=== Records supplied ===

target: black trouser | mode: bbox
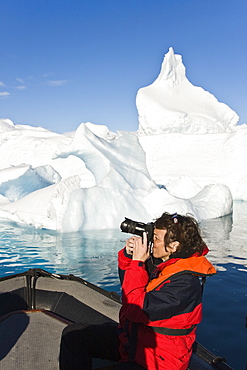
[59,322,145,370]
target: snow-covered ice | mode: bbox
[0,48,246,232]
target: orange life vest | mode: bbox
[146,255,217,292]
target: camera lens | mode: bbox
[120,218,154,245]
[120,218,146,237]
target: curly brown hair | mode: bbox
[154,212,205,258]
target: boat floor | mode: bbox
[0,310,116,370]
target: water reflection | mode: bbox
[1,202,247,282]
[200,201,247,271]
[0,221,124,291]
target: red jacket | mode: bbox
[117,248,216,370]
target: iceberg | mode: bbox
[0,48,246,232]
[137,48,247,201]
[136,47,239,135]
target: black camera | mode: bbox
[120,218,154,245]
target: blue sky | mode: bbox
[0,0,246,133]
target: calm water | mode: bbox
[0,201,247,369]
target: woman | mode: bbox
[59,212,216,369]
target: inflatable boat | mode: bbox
[0,268,233,369]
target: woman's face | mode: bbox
[152,228,177,260]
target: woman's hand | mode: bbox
[125,236,135,255]
[125,233,149,262]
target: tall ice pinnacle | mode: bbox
[136,47,239,135]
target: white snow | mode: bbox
[0,48,246,232]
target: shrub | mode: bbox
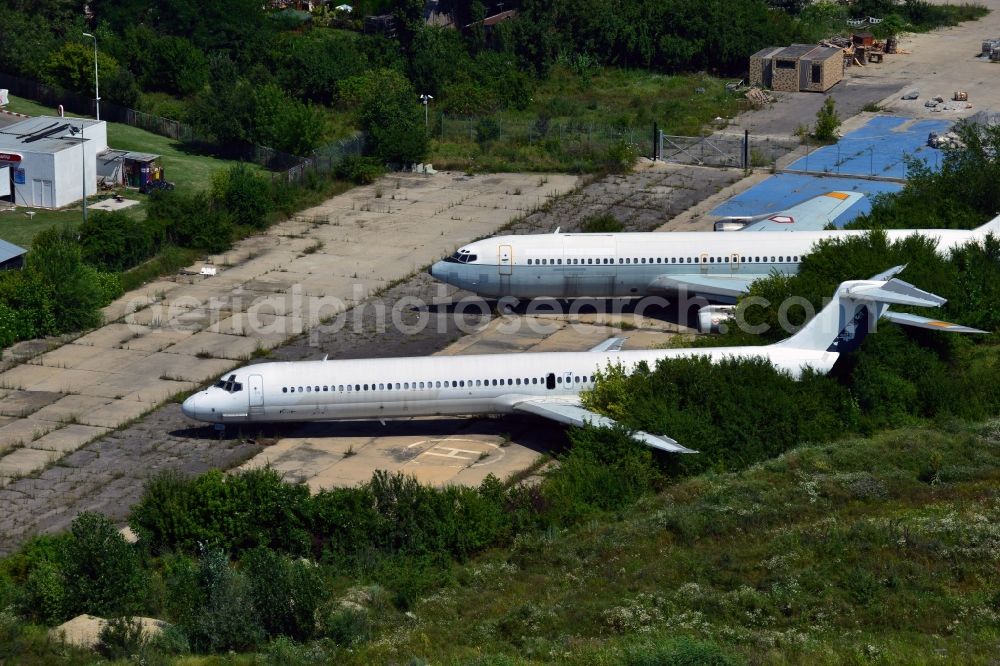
[320,606,371,646]
[211,163,271,230]
[25,226,105,333]
[62,512,149,618]
[146,190,234,252]
[96,616,147,661]
[242,547,323,641]
[185,547,264,652]
[130,468,313,557]
[334,155,384,184]
[580,213,624,233]
[603,138,638,172]
[814,96,840,142]
[542,423,658,524]
[20,559,67,625]
[79,210,161,272]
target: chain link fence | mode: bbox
[438,114,644,151]
[658,132,800,168]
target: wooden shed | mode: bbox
[749,44,844,93]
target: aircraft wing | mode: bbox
[647,274,755,303]
[588,337,626,352]
[738,192,864,232]
[511,398,696,453]
[882,311,987,334]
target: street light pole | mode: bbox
[80,125,88,222]
[82,32,99,121]
[420,94,433,130]
[71,124,88,222]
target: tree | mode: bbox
[62,512,149,618]
[25,226,104,333]
[41,41,121,96]
[274,32,367,105]
[408,26,471,97]
[212,163,272,229]
[79,210,161,272]
[814,95,840,142]
[252,84,327,156]
[352,69,428,164]
[147,35,209,96]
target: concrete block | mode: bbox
[28,424,111,453]
[0,447,59,477]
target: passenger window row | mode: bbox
[281,375,595,394]
[525,255,800,265]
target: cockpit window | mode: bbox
[446,250,478,264]
[213,374,243,393]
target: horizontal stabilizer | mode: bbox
[883,311,987,334]
[512,399,696,453]
[845,278,946,308]
[647,274,755,303]
[589,337,627,352]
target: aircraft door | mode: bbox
[499,244,513,276]
[729,253,740,274]
[249,374,264,415]
[562,372,573,388]
[699,253,710,275]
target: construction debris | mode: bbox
[744,87,771,108]
[927,131,962,149]
[901,90,920,100]
[953,91,969,102]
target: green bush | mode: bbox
[319,606,371,646]
[25,226,105,334]
[334,155,384,184]
[212,163,275,229]
[130,468,313,557]
[543,424,658,524]
[583,358,858,476]
[580,213,625,233]
[185,547,264,653]
[79,210,162,272]
[146,189,234,252]
[242,547,323,641]
[814,96,840,142]
[96,616,147,661]
[62,512,149,618]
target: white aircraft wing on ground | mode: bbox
[646,274,755,303]
[510,398,696,453]
[588,337,627,352]
[715,191,864,232]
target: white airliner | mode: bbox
[181,268,982,453]
[428,194,1000,304]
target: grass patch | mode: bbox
[343,423,1000,664]
[430,68,741,173]
[120,246,202,292]
[3,95,258,193]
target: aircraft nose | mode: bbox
[181,394,198,420]
[429,261,442,278]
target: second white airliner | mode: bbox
[181,268,983,453]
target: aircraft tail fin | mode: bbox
[775,268,979,353]
[972,212,1000,237]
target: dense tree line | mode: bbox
[0,0,981,158]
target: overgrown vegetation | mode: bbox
[0,0,983,168]
[813,95,840,142]
[0,160,350,352]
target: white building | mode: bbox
[0,116,107,209]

===

Exercise brief = Retype the material in full, exactly as written, and exclude the pictures.

Expected answer =
target: black trouser | mode: bbox
[59,322,145,370]
target: snow-covered ice | mode: bbox
[0,48,246,232]
target: orange life vest | mode: bbox
[146,255,217,292]
target: camera lens | mode: bbox
[120,218,154,245]
[120,218,146,237]
target: curly brown hair | mode: bbox
[154,212,205,258]
target: boat floor | mode: bbox
[0,310,116,370]
target: water reflection | mode: bbox
[1,202,247,282]
[200,201,247,271]
[0,221,124,291]
target: red jacket | mode: bbox
[117,248,216,370]
target: iceberg | mode: bbox
[0,48,246,232]
[137,48,247,201]
[136,47,239,135]
target: black camera | mode: bbox
[120,218,154,245]
target: blue sky | mode: bbox
[0,0,246,133]
target: calm water | mode: bbox
[0,201,247,369]
target: woman | mode: bbox
[59,212,216,369]
target: inflatable boat | mode: bbox
[0,268,233,369]
target: woman's face | mode: bbox
[152,228,177,260]
target: woman's hand | mode: bbox
[125,236,135,255]
[125,233,149,262]
target: tall ice pinnacle | mode: bbox
[136,47,239,135]
target: white snow | mode: bbox
[0,48,246,232]
target: shrub | mode: bbox
[320,606,371,646]
[211,163,271,230]
[25,226,105,333]
[62,512,149,618]
[146,190,234,252]
[96,616,147,661]
[242,547,323,641]
[185,547,264,652]
[130,468,313,557]
[334,155,384,184]
[580,213,624,233]
[603,138,638,172]
[814,96,840,142]
[542,423,658,524]
[20,559,67,625]
[79,210,161,272]
target: chain link fence | mode: bbox
[438,114,644,151]
[658,132,800,168]
target: wooden shed | mode: bbox
[749,44,844,93]
target: aircraft wing | mode: bbox
[647,274,755,303]
[588,337,626,352]
[738,192,864,232]
[511,398,696,453]
[882,311,987,334]
target: street light pole | mode: bbox
[80,125,88,222]
[82,32,99,121]
[420,94,433,130]
[71,124,88,222]
target: tree | mode: bbox
[62,512,149,618]
[25,226,104,333]
[41,41,121,96]
[274,32,367,105]
[408,26,471,97]
[212,163,272,229]
[79,210,161,272]
[814,95,840,142]
[252,84,327,156]
[352,69,428,164]
[147,35,209,96]
target: concrete block | mode: bbox
[28,424,111,453]
[0,447,59,477]
target: passenger window row | mode: bbox
[281,375,595,394]
[525,255,800,265]
target: cockpit window | mode: bbox
[446,250,478,264]
[213,374,243,393]
target: horizontal stabilizer | mode: bbox
[883,311,987,334]
[512,399,696,453]
[845,278,946,308]
[647,274,755,303]
[589,337,627,352]
target: aircraft door | mode: bbox
[499,244,513,276]
[729,253,740,274]
[249,374,264,415]
[562,372,573,388]
[699,253,710,275]
target: construction debris | mode: bbox
[744,87,771,108]
[927,131,962,149]
[901,90,920,100]
[953,91,969,102]
target: green bush | mode: bbox
[319,606,371,646]
[25,226,105,334]
[334,155,384,184]
[212,163,275,229]
[130,468,313,557]
[543,424,658,524]
[583,358,858,476]
[580,213,625,233]
[185,547,264,653]
[79,210,162,272]
[146,189,234,252]
[242,547,323,641]
[814,96,840,142]
[96,616,147,661]
[62,512,149,618]
target: white aircraft wing on ground | mode: bbox
[646,274,755,303]
[510,398,696,453]
[588,337,627,352]
[715,191,864,232]
target: white airliner | mode: bbox
[181,268,982,453]
[428,194,1000,304]
target: grass patch | mode: bbox
[343,423,1000,664]
[430,68,741,173]
[120,246,202,292]
[3,95,258,193]
target: aircraft nose | mode: bbox
[181,394,198,420]
[429,261,442,278]
target: second white airliner | mode: bbox
[181,268,983,453]
target: aircraft tail fin | mode: bbox
[775,268,979,353]
[972,212,1000,237]
target: dense tree line | mode: bbox
[0,0,981,158]
target: overgrown vegetation | mode: bbox
[0,0,983,168]
[813,95,840,142]
[0,160,350,352]
target: white building | mode: bbox
[0,116,107,209]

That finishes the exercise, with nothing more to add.